» **Selected extract**
------------------------------

What is the best option for this situation?
Answer: I'm not sure any system - conventional or on-demand, gas or electric - will be able to provide enough hot water for five showers in a row, but that's just the skeptic in me, since I'm usually the third in line with a 50-gallon water heater.
The answer depends on whom you speak to. I have no preference either way, but our present "standing" heater doesn't seem to be a major expense, compared with the sump pump in the spring or basement dehumidifier in the summer.
There are differences of opinion among plumbers, who appear to favor conventional storage heaters, and the electric and gas on-demand manufacturers, who seem more interested in emphasizing the drawbacks to their competitors' products than in helping consumers.
A "neutral" source of information, the U.S. Department of Energy, says the following:
Demand water heaters heat water directly; they avoid the standby heat losses associated with storage water heaters.
When a hot water tap is turned on, cold water travels through a pipe into the unit. Either a gas burner or an electric element heats the water. With a demand water heater, you don't need to wait for a storage tank to fill up with enough hot water. However, its output limits the flow rate.
Typically, demand water heaters provide hot water at a rate of two to five gallons per minute - those that are gas-fired produce higher flow rates than electric ones. Yet even the largest gas-fired model cannot supply enough hot water for simultaneous, multiple uses in large households.
To overcome this problem, you can install two or more demand water heaters, connected in parallel for simultaneous demands of hot water.
You can also install separate demand water heaters for appliances, such as a clothes washer or dishwasher.
For homes that use 41 gallons or less of hot water daily, demand water heaters can be 24 percent to 34 percent more energy efficient than conventional storage-tank water heaters.
They can be 8 percent to 14 percent more energy efficient for homes that use a lot of hot water - around 86 gallons per day.

------------------------------

» **Exercise aim**
Reproduce the full water heater text above, word for word.

» **Data lines**
------------------------------

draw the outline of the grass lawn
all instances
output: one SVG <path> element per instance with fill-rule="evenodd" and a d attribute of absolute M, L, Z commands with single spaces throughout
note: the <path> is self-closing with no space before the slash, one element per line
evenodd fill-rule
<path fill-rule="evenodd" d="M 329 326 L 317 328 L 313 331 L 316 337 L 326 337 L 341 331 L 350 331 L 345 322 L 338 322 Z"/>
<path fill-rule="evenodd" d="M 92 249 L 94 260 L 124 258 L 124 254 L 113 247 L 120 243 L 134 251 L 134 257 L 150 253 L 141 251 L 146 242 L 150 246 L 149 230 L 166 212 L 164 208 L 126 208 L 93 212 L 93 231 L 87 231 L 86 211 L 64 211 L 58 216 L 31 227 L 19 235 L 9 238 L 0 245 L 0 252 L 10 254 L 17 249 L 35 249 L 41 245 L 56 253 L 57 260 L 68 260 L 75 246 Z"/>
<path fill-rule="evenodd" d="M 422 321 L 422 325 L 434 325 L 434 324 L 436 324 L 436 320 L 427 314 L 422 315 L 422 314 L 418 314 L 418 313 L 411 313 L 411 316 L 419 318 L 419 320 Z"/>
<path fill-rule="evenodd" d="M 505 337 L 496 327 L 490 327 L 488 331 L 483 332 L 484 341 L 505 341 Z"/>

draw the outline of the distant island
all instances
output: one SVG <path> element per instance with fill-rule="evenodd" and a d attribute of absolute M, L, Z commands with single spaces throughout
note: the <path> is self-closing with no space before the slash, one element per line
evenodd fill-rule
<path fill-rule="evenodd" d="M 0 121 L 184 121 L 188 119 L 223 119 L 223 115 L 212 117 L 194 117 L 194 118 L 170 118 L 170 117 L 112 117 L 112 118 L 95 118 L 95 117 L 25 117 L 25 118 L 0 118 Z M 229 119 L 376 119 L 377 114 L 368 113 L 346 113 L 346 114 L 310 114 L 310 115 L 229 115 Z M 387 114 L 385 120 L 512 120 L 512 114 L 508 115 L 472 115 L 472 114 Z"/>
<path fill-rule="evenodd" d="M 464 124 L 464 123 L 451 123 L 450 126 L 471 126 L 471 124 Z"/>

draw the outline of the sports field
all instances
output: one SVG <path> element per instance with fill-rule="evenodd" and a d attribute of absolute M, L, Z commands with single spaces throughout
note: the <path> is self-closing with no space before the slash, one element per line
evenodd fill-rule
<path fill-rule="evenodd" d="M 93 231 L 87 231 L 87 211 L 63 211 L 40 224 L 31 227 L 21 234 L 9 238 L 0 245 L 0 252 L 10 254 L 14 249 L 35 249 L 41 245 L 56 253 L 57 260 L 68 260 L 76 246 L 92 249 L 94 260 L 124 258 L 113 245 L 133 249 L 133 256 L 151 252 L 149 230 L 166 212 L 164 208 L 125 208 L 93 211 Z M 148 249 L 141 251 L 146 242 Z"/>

------------------------------

» **Task output**
What is the best option for this situation?
Answer: I'm not sure any system - conventional or on-demand, gas or electric - will be able to provide enough hot water for five showers in a row, but that's just the skeptic in me, since I'm usually the third in line with a 50-gallon water heater.
The answer depends on whom you speak to. I have no preference either way, but our present "standing" heater doesn't seem to be a major expense, compared with the sump pump in the spring or basement dehumidifier in the summer.
There are differences of opinion among plumbers, who appear to favor conventional storage heaters, and the electric and gas on-demand manufacturers, who seem more interested in emphasizing the drawbacks to their competitors' products than in helping consumers.
A "neutral" source of information, the U.S. Department of Energy, says the following:
Demand water heaters heat water directly; they avoid the standby heat losses associated with storage water heaters.
When a hot water tap is turned on, cold water travels through a pipe into the unit. Either a gas burner or an electric element heats the water. With a demand water heater, you don't need to wait for a storage tank to fill up with enough hot water. However, its output limits the flow rate.
Typically, demand water heaters provide hot water at a rate of two to five gallons per minute - those that are gas-fired produce higher flow rates than electric ones. Yet even the largest gas-fired model cannot supply enough hot water for simultaneous, multiple uses in large households.
To overcome this problem, you can install two or more demand water heaters, connected in parallel for simultaneous demands of hot water.
You can also install separate demand water heaters for appliances, such as a clothes washer or dishwasher.
For homes that use 41 gallons or less of hot water daily, demand water heaters can be 24 percent to 34 percent more energy efficient than conventional storage-tank water heaters.
They can be 8 percent to 14 percent more energy efficient for homes that use a lot of hot water - around 86 gallons per day.